Wimbledon 2018: Kerber makes her experience count against Kasatkina



Serena raises her game a notch after going down in the first set to come up trumps in three

Two young women announced themselves on the world’s tennis stage, ironically with heartbreaking losses.

With only one WTA singles victory each to boast of, the two — Italy’s Camila Giorgi and Russia’s Daria Kasatkina — demonstrated that top-quality tennis matches needn’t always be clashes between highly-ranked seeds.

It was 21-year-old Kasatkina who took the court first, losing in straight sets to 11th-seeded German Angelique Kerber with a scoreline (3-6, 5-7) that concealed more than it revealed about this exceptional match.

If Kerber triumphed, it was largely because of a consistency that comes from experience. On the skill scale, the match, as a fawning Centre Court crowd fully recognised, was tilted very much in Kasatkina’s favour.
Staggering variety

The very first game of the match, which saw Kerber holding her serve with some difficulty after being a break-point down, showcased the staggering variety in Kasatkina’s game.

She mixed up her groundstrokes, her pace, and played smart points, keeping herself in rallies with long floating groundstrokes when pushed to a corner.

But as a result of double-faults and some rank errors, the Russian found herself 0-3 down before winning her first game with a fine serve. She would go on to break Kerber to be level on serve at 3-4, but the errors kept coming in the form of double-faults and fluffs from the mid-court, usually by overcooking returns that should have been easily put away.

Like the girl in the nursery rhyme, when she was good Kasatkina was very very good; when she was bad, she was horrid. But at the end of the match, it was not so much the squandered points but the unusual and exhilarating style of play that stayed in the mind.

The drop shot, played rarely and usually only when it is certain to be a winner, was used as the go-to stroke in many tight rallies.

Short by tennis terms at 5 ft 7 in, she showcased her ability to hit high returns on the backhand with one leg high off the ground and the other grounded by nothing more than the toe.

Data for review:
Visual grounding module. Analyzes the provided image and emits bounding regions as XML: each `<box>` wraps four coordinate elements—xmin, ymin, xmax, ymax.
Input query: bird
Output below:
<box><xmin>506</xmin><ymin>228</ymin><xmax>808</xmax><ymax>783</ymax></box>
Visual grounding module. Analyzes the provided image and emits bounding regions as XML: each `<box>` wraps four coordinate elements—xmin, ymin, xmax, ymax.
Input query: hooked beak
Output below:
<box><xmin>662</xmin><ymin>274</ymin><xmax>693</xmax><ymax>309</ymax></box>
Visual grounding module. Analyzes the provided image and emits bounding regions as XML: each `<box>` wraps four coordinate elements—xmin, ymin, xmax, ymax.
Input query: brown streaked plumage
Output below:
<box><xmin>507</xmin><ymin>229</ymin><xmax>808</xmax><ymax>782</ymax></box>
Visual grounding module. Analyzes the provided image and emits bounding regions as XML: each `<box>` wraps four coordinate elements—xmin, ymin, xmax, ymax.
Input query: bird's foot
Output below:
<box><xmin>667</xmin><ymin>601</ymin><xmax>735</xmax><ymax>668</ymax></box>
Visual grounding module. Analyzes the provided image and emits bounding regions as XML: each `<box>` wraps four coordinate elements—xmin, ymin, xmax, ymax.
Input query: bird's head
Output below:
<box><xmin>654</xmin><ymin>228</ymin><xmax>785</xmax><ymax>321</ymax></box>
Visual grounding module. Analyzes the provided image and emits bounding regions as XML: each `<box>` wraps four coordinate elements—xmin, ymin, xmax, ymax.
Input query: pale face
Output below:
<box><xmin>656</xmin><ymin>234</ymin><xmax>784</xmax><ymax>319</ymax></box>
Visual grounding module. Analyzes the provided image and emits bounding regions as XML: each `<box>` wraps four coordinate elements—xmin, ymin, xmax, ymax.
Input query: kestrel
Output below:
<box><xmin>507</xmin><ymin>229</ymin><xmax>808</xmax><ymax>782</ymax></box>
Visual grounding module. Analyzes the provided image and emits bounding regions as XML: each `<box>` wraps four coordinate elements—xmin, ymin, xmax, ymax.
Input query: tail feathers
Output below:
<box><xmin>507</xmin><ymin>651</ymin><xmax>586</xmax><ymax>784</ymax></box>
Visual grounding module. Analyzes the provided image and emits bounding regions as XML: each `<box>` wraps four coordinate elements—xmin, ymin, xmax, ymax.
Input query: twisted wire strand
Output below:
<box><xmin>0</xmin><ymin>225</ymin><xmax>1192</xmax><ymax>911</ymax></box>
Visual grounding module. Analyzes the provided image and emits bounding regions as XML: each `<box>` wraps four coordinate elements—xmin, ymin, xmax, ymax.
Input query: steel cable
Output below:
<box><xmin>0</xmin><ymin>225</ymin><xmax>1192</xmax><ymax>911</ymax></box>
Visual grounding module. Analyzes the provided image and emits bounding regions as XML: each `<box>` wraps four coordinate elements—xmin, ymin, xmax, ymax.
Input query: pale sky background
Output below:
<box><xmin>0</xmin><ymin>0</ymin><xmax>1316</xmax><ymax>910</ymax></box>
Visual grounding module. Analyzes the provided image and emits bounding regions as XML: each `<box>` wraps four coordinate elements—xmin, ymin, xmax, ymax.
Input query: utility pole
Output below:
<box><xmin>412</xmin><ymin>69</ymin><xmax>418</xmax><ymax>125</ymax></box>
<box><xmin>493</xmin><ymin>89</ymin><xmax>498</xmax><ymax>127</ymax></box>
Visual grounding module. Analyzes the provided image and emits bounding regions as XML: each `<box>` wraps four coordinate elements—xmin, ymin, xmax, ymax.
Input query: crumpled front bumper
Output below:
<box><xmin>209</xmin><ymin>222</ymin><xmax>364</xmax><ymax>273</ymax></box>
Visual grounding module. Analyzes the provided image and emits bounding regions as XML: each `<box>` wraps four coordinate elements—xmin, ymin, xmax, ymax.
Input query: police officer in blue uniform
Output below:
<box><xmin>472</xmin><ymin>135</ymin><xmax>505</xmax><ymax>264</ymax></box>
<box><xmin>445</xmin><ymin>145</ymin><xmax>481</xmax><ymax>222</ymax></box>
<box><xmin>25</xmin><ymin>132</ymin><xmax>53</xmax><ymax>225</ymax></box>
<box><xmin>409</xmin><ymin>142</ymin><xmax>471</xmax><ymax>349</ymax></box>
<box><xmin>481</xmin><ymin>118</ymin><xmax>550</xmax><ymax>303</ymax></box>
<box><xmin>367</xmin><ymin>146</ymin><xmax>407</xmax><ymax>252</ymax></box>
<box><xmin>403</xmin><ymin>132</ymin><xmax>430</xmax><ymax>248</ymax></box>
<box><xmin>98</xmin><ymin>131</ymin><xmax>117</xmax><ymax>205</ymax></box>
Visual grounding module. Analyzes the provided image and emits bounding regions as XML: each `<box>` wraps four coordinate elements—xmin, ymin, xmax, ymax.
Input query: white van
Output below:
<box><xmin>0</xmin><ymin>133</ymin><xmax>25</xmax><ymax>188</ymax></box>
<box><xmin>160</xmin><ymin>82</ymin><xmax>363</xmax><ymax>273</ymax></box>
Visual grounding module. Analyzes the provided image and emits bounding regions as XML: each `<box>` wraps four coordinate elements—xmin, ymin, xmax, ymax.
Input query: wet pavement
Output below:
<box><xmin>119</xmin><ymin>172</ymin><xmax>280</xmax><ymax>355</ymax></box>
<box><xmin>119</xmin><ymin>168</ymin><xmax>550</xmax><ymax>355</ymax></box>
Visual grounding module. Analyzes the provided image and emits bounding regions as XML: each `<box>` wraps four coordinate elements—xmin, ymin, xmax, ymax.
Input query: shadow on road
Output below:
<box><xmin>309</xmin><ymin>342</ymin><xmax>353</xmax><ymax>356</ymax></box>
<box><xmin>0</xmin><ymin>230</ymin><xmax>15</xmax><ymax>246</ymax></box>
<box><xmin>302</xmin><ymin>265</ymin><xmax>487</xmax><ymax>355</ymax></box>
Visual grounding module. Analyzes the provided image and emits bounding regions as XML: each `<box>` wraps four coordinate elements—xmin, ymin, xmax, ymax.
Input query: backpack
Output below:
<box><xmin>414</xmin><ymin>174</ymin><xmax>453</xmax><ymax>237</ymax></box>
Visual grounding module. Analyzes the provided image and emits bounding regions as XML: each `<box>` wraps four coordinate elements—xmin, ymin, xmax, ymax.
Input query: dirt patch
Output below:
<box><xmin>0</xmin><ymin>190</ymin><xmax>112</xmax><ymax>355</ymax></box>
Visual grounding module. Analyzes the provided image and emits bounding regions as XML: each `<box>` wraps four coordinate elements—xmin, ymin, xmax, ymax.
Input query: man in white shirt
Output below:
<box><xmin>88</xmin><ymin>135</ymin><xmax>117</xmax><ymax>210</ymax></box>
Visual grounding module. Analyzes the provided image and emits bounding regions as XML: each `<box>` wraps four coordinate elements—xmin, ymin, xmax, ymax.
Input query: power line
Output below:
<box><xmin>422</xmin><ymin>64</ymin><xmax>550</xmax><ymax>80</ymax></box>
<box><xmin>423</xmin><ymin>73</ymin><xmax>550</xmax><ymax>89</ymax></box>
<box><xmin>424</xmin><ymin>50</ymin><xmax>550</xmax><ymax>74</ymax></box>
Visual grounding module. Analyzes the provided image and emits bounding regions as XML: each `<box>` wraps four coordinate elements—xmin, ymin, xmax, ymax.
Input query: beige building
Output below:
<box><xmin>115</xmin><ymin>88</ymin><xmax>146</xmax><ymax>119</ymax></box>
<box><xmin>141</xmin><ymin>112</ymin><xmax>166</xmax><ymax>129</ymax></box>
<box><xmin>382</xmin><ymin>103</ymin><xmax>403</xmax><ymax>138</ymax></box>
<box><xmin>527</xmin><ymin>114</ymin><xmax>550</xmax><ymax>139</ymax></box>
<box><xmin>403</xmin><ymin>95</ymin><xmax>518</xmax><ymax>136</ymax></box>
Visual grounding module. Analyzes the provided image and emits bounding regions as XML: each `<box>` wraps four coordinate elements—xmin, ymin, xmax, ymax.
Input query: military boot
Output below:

Explore the material:
**A.** In the Wimbledon match report, how tall is Kasatkina?
**B.** From the Wimbledon match report, output the part that opens with the words containing "If Kerber triumphed, it" and closes with "in Kasatkina’s favour.".
**C.** Pick up the Wimbledon match report after its last sentence and keep writing.

Written answers:
**A.** 5 ft 7 in

**B.**
If Kerber triumphed, it was largely because of a consistency that comes from experience. On the skill scale, the match, as a fawning Centre Court crowd fully recognised, was tilted very much in Kasatkina’s favour.

**C.**
Only weapon

Kasatkina’s forehand is the only really powerful weapon in her armoury, but there was variety even here with the use of an ungainly but effective sharp downward chop to get a floater back to Kerber when she needed to.

Kerber took the first set 6-3 and the second was much closer, with Kasatkina within sniffing distance of victory. But there were plenty of errors and the breaks of serve were almost inevitably followed by an inability to hold her own.

Having levelled 5-5 in the second set, Kerber was able to break the Russian’s serve once again by putting away a poorly executed drop shot.

Then, the German served out what was the best game of the match, winning after many deuces and one extraordinary 25-shot rally which had Kasatkina sprawling on the ground before she recovered to win a dramatic point on a line call.
Emphatic statement

To Kerber’s credit, she held her nerve, and played to her strengths right through the contest. At the end of the day, Kasatkina’s string of winners (33 against Kerber’s 16) was not enough to compensate for her errors (31 against Kerber’s 14). But she has made an emphatic statement with this match; going forward, she will be keenly watched.

As for Italy’s Camila Giorgi, she raised visions of an upset by winning the first set against veteran Serena Williams. But she was unable to breach the Williams serve in the next two games, losing 3-6, 6-3, 6-4 in a contest marked by powerful groundstroke exchanges.

Right through the match, Giorgi, who plays an exuberant and fearless brand of tennis, matched Williams in firepower, at times having the veteran scrambling to stay in rallies.

In the first set, Giorgi grasped the opportunity to go up 4-2 when Williams made some uncharacteristic errors on her service game and then consolidated the break to lead 5-2.

Williams came back strongly to win the next game at love, but Giorgi responded well by serving out to win the first set 6-3.

A stung Williams stepped up her game a notch in the next two sets, but the difference between the two players was not so much about groundstrokes but serves. In the next two sets, the Williams serve was impregnable, whereas Giorgi’s faltered twice, enough for Williams to seal it 6-3, 6-4.

While Williams won 79% of her service points, the corresponding figure for Giorgi was 64%. There was little to choose when it came to winners, with Williams making 24 and Giorgi 20.

When asked about Serena before the match, Giorgi quipped that she doesn’t follow tennis — a remark that suggested that she would anything but get overawed by her opponent. She was clearly not intimidated by Williams or by the occasion, but neither this nor the surprising power and infectious energy she brought to the game was enough on the day.